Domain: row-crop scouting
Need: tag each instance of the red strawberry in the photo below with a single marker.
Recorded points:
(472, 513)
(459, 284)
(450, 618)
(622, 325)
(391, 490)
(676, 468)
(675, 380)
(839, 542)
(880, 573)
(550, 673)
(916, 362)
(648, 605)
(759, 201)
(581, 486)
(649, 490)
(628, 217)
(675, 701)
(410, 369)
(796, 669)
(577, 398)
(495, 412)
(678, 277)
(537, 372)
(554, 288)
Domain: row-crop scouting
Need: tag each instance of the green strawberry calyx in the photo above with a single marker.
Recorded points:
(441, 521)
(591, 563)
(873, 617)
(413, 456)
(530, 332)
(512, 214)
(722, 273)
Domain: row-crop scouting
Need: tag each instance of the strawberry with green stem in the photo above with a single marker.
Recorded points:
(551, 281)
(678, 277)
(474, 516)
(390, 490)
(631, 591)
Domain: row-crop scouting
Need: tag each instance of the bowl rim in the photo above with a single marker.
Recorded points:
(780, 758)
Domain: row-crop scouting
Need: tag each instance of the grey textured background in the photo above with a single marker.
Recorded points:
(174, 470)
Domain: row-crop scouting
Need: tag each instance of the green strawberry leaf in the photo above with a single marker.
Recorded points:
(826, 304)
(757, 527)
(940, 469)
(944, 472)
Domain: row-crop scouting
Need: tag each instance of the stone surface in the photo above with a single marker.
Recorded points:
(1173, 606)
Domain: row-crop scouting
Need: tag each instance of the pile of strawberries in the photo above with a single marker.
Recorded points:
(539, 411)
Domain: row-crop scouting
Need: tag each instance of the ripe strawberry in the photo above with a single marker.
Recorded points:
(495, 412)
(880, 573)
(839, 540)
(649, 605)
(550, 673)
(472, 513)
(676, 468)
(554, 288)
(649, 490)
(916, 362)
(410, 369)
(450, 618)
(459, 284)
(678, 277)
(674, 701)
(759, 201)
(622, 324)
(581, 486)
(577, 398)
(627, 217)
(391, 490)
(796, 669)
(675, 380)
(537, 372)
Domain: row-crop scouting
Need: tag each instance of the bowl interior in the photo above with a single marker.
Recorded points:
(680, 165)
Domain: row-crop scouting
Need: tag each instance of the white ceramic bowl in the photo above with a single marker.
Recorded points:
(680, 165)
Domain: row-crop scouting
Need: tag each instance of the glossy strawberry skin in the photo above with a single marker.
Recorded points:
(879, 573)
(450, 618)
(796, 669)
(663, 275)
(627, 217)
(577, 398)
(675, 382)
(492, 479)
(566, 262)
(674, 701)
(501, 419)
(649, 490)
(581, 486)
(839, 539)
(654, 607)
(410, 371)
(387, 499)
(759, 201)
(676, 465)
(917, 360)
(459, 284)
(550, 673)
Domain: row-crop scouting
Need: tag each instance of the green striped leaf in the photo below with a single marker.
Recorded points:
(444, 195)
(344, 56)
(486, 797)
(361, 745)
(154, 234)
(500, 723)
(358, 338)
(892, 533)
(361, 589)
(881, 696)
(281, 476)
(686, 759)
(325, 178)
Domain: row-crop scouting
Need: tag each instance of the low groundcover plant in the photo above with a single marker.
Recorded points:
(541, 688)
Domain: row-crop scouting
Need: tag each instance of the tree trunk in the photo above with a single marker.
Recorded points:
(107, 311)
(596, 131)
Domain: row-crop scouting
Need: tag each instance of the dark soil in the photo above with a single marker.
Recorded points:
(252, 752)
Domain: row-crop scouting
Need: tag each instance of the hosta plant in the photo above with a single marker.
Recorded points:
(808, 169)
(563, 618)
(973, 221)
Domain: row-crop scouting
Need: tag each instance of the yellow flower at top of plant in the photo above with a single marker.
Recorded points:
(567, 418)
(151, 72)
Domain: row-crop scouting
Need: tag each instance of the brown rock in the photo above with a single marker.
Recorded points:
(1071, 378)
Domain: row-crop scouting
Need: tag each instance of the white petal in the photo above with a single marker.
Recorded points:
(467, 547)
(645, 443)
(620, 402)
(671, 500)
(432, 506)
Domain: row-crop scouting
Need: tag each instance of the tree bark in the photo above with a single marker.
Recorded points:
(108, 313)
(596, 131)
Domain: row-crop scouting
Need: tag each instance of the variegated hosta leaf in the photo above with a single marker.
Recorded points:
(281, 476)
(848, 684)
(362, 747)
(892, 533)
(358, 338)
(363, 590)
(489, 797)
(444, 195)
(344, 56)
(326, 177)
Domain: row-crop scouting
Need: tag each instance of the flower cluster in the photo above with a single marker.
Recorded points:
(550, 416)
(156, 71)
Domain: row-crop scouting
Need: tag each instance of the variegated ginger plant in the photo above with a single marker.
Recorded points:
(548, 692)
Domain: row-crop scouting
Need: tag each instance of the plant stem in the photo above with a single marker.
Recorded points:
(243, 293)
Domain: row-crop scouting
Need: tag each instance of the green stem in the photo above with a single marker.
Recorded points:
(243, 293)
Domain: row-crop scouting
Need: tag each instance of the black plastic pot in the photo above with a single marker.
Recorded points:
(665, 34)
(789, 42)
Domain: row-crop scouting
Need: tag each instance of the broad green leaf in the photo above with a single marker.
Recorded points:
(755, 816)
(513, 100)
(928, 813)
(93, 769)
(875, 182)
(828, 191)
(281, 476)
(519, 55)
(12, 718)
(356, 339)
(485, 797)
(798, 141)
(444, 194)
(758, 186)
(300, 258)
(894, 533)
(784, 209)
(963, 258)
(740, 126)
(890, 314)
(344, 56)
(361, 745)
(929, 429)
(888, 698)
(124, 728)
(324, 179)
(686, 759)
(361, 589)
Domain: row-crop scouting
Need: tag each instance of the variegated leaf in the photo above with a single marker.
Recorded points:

**WHAT THE TASK REQUIRES:**
Word for word, return all of the records.

**SOLUTION TO THIS PROBLEM:**
Domain: row-crop scouting
Need: tag each instance of the red strawberry in the photo below with a single marker.
Recorded points:
(472, 513)
(459, 284)
(450, 618)
(622, 325)
(391, 490)
(676, 468)
(675, 380)
(839, 542)
(880, 573)
(550, 673)
(916, 362)
(648, 605)
(759, 201)
(581, 486)
(649, 490)
(628, 217)
(675, 701)
(410, 369)
(796, 669)
(577, 398)
(495, 412)
(678, 277)
(537, 372)
(554, 288)
Domain: row-crop scouting
Need: tag each instance of the green strawberry calyx in the photo above with a single marker.
Recorded points:
(441, 521)
(591, 563)
(873, 617)
(413, 456)
(530, 332)
(512, 214)
(722, 273)
Domain: row-crop scouting
Need: tag each instance of the strawberry with green stem in the photo above with a single marker.
Recorded points:
(551, 281)
(678, 277)
(474, 516)
(390, 490)
(631, 591)
Domain: row-crop scouting
Need: tag each instance of the bowl rim in the photo above with a single marker.
Recorded points:
(780, 758)
Domain: row-crop scouting
Need: tag each instance of the grey textured background in the photo above with a single marker.
Recorded points:
(174, 470)
Domain: row-crop scouting
Need: tag each instance of the green strawberry leaf in the photo above with a single marker.
Recorded points:
(826, 304)
(757, 527)
(940, 469)
(944, 472)
Domain: row-crop scouting
Need: tag each instance of the stone surface in the photo above with a single marker.
Recorded points:
(1173, 606)
Domain: row-crop scouting
Need: tag each instance of the pile of strawberries in the photo above with a single marker.
Recorded points:
(539, 411)
Domain: row-crop scouting
Need: tag each instance of the ripe strawberry in the photo above with a single marker.
Recorded points:
(495, 412)
(880, 573)
(839, 540)
(649, 605)
(550, 673)
(472, 513)
(676, 468)
(554, 288)
(649, 490)
(916, 362)
(410, 369)
(450, 618)
(459, 284)
(678, 277)
(674, 701)
(759, 201)
(622, 324)
(581, 486)
(577, 398)
(627, 217)
(391, 490)
(796, 669)
(675, 380)
(537, 372)
Domain: row-crop scouting
Need: tag each instance of the bowl interior in the photo above with a single marker.
Recorded points:
(680, 165)
Domain: row-crop scouting
Need: tag each instance of the white ceramic bowl in the photo above with a single marker.
Recorded points:
(680, 165)
Domain: row-crop scouting
Need: tag each instance of the glossy strawberry skin in the photo above with a single marker.
Recorded points:
(879, 573)
(450, 618)
(796, 669)
(663, 275)
(627, 217)
(577, 398)
(675, 382)
(492, 479)
(566, 262)
(674, 701)
(501, 419)
(649, 490)
(581, 486)
(839, 539)
(654, 607)
(410, 371)
(387, 499)
(759, 201)
(676, 465)
(917, 360)
(459, 284)
(550, 673)
Domain: row-crop scouting
Need: tag each instance of the green striped leaf in the photo below with a single marker.
Recorded points:
(444, 195)
(344, 56)
(486, 797)
(361, 745)
(154, 234)
(500, 723)
(358, 338)
(892, 533)
(361, 589)
(881, 696)
(281, 476)
(686, 759)
(325, 178)
Domain: row-crop scouting
Need: tag each instance of the low groundcover plant in the photo above with a single marker.
Recorded points:
(541, 688)
Domain: row-crop scouting
Need: tag each instance of the tree trunk in the photo above with a single marker.
Recorded points:
(107, 311)
(596, 131)
Domain: row-crop scouting
Need: tag each instance of the dark soil in the photo above with a single marker.
Recorded points:
(252, 752)
Domain: row-crop scouting
Need: tag each instance of the hosta plant in the photo above with a single marker.
Recorded points:
(808, 169)
(563, 618)
(973, 221)
Domain: row-crop scouting
Need: tag each instance of the yellow flower at top of plant in the photo above with a single marker.
Recorded points:
(567, 418)
(151, 72)
Domain: row-crop scouting
Need: tag each instance of the brown rock in the photo above with a single marker.
Recorded points:
(1071, 378)
Domain: row-crop scouting
Need: tag each instance of the white petal in the photo above with a single marker.
Recorded points:
(467, 547)
(645, 443)
(620, 402)
(671, 500)
(432, 506)
Domain: row-crop scouting
Need: tag each instance of the tree bark in the photo above with a single marker.
Recorded points:
(108, 313)
(596, 131)
Domain: row-crop scouting
Need: tag each instance of the variegated hosta leaf in the photo above with a single marker.
Recorded points:
(281, 476)
(848, 684)
(362, 747)
(892, 533)
(358, 338)
(363, 590)
(489, 797)
(444, 195)
(344, 56)
(326, 177)
Domain: row-crop scouting
Need: tag each instance of the flower cluster in the photo above with a single marker.
Recorded points:
(550, 416)
(156, 71)
Domain: row-crop scouting
Need: tag each instance of the variegated ginger plant in the photo above with a single marker.
Recorded points:
(548, 692)
Domain: row-crop scouting
Need: tag each instance of the plant stem in the photo above with a single marker.
Recorded points:
(243, 293)
Domain: row-crop scouting
Need: tag each instance of the green stem in the photo above with a single marker.
Recorded points:
(243, 293)
Domain: row-crop scouting
Need: tag each instance of the black plastic pot in the photo above with a single marker.
Recorded points:
(665, 34)
(789, 42)
Domain: row-crop scouting
Need: tag each instance of the broad green leaf in the photo above with a single marker.
Recorded points:
(755, 816)
(513, 100)
(928, 813)
(93, 769)
(875, 182)
(828, 191)
(281, 476)
(519, 55)
(12, 718)
(356, 339)
(485, 797)
(798, 141)
(444, 194)
(758, 186)
(300, 258)
(894, 533)
(784, 209)
(963, 258)
(740, 126)
(890, 314)
(344, 56)
(361, 745)
(929, 429)
(888, 698)
(124, 728)
(324, 179)
(686, 759)
(361, 589)
Domain: row-crop scouting
Need: tag each instance of the variegated leaf in the photo above with a single marker.
Recorded points:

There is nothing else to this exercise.